■ **Problem requirements**:
Pictures excluded, retype the lines from the one containing "231L29 304L66 336L116" through the last line of the data below, both included.

■ **Recorded data**:

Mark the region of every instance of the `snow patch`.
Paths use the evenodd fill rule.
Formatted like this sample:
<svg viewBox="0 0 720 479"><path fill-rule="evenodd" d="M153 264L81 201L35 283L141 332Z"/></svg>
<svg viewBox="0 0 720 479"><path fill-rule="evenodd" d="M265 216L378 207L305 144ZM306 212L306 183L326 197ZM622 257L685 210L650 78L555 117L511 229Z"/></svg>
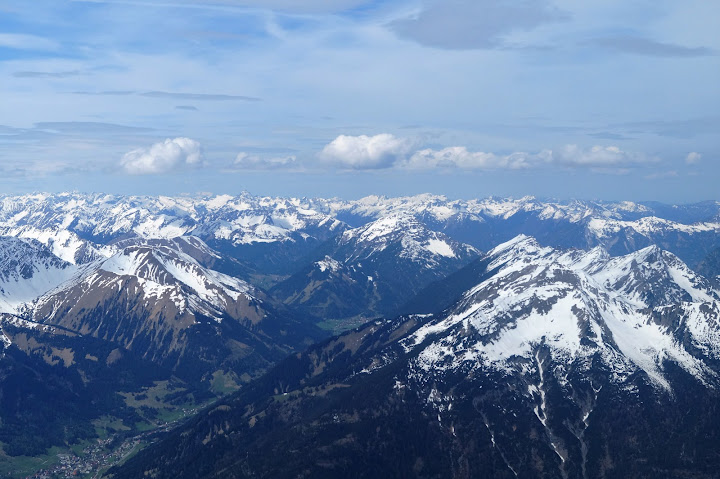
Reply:
<svg viewBox="0 0 720 479"><path fill-rule="evenodd" d="M427 249L431 253L438 254L440 256L445 256L446 258L454 258L455 257L455 252L453 251L452 246L450 246L446 241L443 241L443 240L439 240L439 239L428 240L428 243L425 246L425 249Z"/></svg>
<svg viewBox="0 0 720 479"><path fill-rule="evenodd" d="M342 265L330 256L325 256L325 259L317 261L315 264L318 268L320 268L321 273L324 273L325 271L337 273L340 271L340 268L342 268Z"/></svg>

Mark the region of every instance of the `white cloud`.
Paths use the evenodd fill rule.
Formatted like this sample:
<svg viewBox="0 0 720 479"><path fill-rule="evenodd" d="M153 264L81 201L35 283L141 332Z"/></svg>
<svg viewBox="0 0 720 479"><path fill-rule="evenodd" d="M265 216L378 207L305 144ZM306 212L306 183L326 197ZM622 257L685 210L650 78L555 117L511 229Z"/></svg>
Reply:
<svg viewBox="0 0 720 479"><path fill-rule="evenodd" d="M566 166L620 167L656 161L643 153L624 151L617 146L593 146L588 149L578 145L565 145L552 153L553 162Z"/></svg>
<svg viewBox="0 0 720 479"><path fill-rule="evenodd" d="M412 169L463 168L463 169L512 169L531 168L551 159L549 151L538 154L516 152L510 155L496 155L482 151L471 152L464 146L451 146L442 150L425 149L416 151L399 166Z"/></svg>
<svg viewBox="0 0 720 479"><path fill-rule="evenodd" d="M413 142L389 133L375 136L340 135L325 145L320 159L352 169L389 168L412 150Z"/></svg>
<svg viewBox="0 0 720 479"><path fill-rule="evenodd" d="M429 170L459 168L466 170L520 170L540 167L577 167L617 172L658 161L644 153L625 151L617 146L565 145L557 150L537 153L523 151L501 155L469 151L465 146L449 146L440 150L417 149L417 141L397 138L389 133L375 136L340 135L327 144L320 158L328 163L353 169L403 168ZM694 158L694 157L693 157Z"/></svg>
<svg viewBox="0 0 720 479"><path fill-rule="evenodd" d="M200 143L190 138L174 138L125 153L120 161L131 175L168 173L187 166L202 164Z"/></svg>
<svg viewBox="0 0 720 479"><path fill-rule="evenodd" d="M249 153L238 153L233 161L234 170L274 170L280 168L291 168L295 166L297 158L294 155L272 158L262 158Z"/></svg>
<svg viewBox="0 0 720 479"><path fill-rule="evenodd" d="M688 153L688 155L685 157L685 163L688 165L695 165L702 159L702 155L698 153L697 151L691 151Z"/></svg>

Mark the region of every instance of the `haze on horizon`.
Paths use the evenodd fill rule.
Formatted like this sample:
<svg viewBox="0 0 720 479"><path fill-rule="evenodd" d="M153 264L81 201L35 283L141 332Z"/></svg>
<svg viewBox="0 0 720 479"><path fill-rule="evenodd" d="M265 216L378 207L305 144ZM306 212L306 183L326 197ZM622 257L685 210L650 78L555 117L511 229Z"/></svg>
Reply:
<svg viewBox="0 0 720 479"><path fill-rule="evenodd" d="M0 190L720 199L720 4L0 2Z"/></svg>

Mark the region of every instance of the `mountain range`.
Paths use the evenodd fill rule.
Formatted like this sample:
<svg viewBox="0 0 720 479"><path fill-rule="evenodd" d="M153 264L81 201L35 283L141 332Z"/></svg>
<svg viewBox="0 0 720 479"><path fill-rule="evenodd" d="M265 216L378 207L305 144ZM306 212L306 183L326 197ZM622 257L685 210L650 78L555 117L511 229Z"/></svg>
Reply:
<svg viewBox="0 0 720 479"><path fill-rule="evenodd" d="M112 477L714 476L718 290L656 246L486 260L445 311L291 356Z"/></svg>
<svg viewBox="0 0 720 479"><path fill-rule="evenodd" d="M711 201L663 205L532 197L449 200L433 195L344 201L247 193L235 197L65 193L0 198L0 235L36 239L71 264L108 257L127 240L198 238L223 258L226 269L213 265L221 272L266 290L275 287L280 302L305 311L317 309L312 305L317 298L327 303L323 315L339 320L391 315L427 281L440 279L480 251L518 234L560 248L603 246L613 255L658 245L697 268L720 246L718 231L720 203ZM443 243L452 244L455 253L458 248L463 251L449 255ZM431 244L439 249L433 250ZM391 261L409 260L419 266L395 278L409 284L409 292L397 296L393 278L370 266L373 261L388 264L376 257L383 251L388 258L394 255ZM422 251L426 254L418 255ZM326 258L345 267L336 277L362 285L365 291L353 286L347 302L334 298L338 294L334 288L342 287L322 278L336 272L324 268ZM423 262L438 267L423 267ZM428 274L416 281L419 271ZM386 279L390 283L384 284ZM377 288L393 291L393 298L380 294L378 299Z"/></svg>
<svg viewBox="0 0 720 479"><path fill-rule="evenodd" d="M718 233L720 202L0 197L0 456L211 404L112 474L712 477Z"/></svg>

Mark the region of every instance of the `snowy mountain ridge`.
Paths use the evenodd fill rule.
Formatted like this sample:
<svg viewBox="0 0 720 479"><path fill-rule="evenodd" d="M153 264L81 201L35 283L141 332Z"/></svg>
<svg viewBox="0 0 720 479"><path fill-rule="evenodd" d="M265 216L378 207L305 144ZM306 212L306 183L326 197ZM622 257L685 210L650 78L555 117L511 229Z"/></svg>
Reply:
<svg viewBox="0 0 720 479"><path fill-rule="evenodd" d="M0 313L18 313L76 271L38 241L0 237Z"/></svg>
<svg viewBox="0 0 720 479"><path fill-rule="evenodd" d="M103 245L128 237L195 235L234 245L295 241L306 231L334 231L341 222L294 199L251 197L134 197L112 195L6 196L0 234L34 238L72 263L109 256Z"/></svg>
<svg viewBox="0 0 720 479"><path fill-rule="evenodd" d="M480 365L527 373L547 348L558 364L589 366L600 355L618 382L640 369L670 389L663 369L672 361L715 383L694 351L720 358L720 293L671 253L653 246L611 258L518 237L488 256L496 273L403 342L406 351L421 348L418 378ZM669 309L677 318L664 324Z"/></svg>
<svg viewBox="0 0 720 479"><path fill-rule="evenodd" d="M61 319L60 314L73 314L76 308L65 297L72 290L93 295L128 290L146 307L156 305L150 309L172 306L168 317L200 313L216 321L222 321L241 296L256 301L254 288L245 281L204 268L188 254L166 246L128 246L84 265L73 278L37 299L36 319L52 323Z"/></svg>
<svg viewBox="0 0 720 479"><path fill-rule="evenodd" d="M399 257L422 263L427 268L436 266L441 258L479 254L472 246L432 231L407 214L384 216L364 226L346 230L338 241L341 248L351 246L351 254L344 258L347 263L367 259L398 243L401 245Z"/></svg>
<svg viewBox="0 0 720 479"><path fill-rule="evenodd" d="M50 328L43 331L93 338L207 381L216 370L257 374L320 335L262 290L187 253L212 252L198 238L127 243L108 258L70 265L70 278L19 308L20 322L3 323L6 344L32 351L28 335Z"/></svg>
<svg viewBox="0 0 720 479"><path fill-rule="evenodd" d="M35 194L0 199L0 234L34 238L66 261L87 262L93 248L137 236L173 238L194 235L235 245L327 239L350 221L361 226L396 215L414 216L431 226L484 223L532 214L539 220L587 223L601 239L622 229L647 235L657 229L682 232L720 231L720 203L686 206L632 202L541 201L485 198L448 200L417 195L359 200L238 196L113 196L104 194ZM347 221L346 221L347 220Z"/></svg>
<svg viewBox="0 0 720 479"><path fill-rule="evenodd" d="M346 229L271 294L318 317L367 320L393 315L420 289L478 255L414 216L391 214Z"/></svg>
<svg viewBox="0 0 720 479"><path fill-rule="evenodd" d="M410 213L421 217L431 217L435 221L447 221L457 216L470 216L474 221L488 219L508 219L518 213L535 213L541 219L566 219L577 223L588 218L605 220L632 221L642 217L674 219L678 223L718 223L720 222L720 202L705 202L698 205L672 205L666 208L653 208L643 203L631 201L583 201L583 200L541 200L533 196L522 198L487 197L470 200L449 200L442 195L420 194L405 197L368 196L354 201L330 201L331 211L335 214L350 213L359 217L380 218L383 216ZM664 206L664 205L660 205ZM669 210L669 211L668 211ZM688 210L684 215L682 212ZM701 210L697 212L695 210ZM671 212L672 214L668 215Z"/></svg>

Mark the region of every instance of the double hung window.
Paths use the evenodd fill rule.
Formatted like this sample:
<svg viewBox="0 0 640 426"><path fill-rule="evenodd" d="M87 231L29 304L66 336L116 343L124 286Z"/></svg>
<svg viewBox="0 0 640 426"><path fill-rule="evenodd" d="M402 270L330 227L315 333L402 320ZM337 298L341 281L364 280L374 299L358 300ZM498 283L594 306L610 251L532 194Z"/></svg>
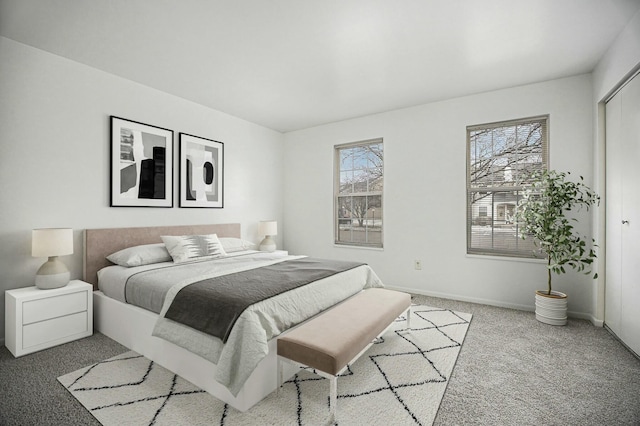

■ **Solution to the problem**:
<svg viewBox="0 0 640 426"><path fill-rule="evenodd" d="M87 231L29 304L66 336L116 343L124 286Z"/></svg>
<svg viewBox="0 0 640 426"><path fill-rule="evenodd" d="M402 270L330 227L315 333L402 320ZM337 298L341 281L364 280L374 299L358 300ZM498 283L594 306L610 251L532 194Z"/></svg>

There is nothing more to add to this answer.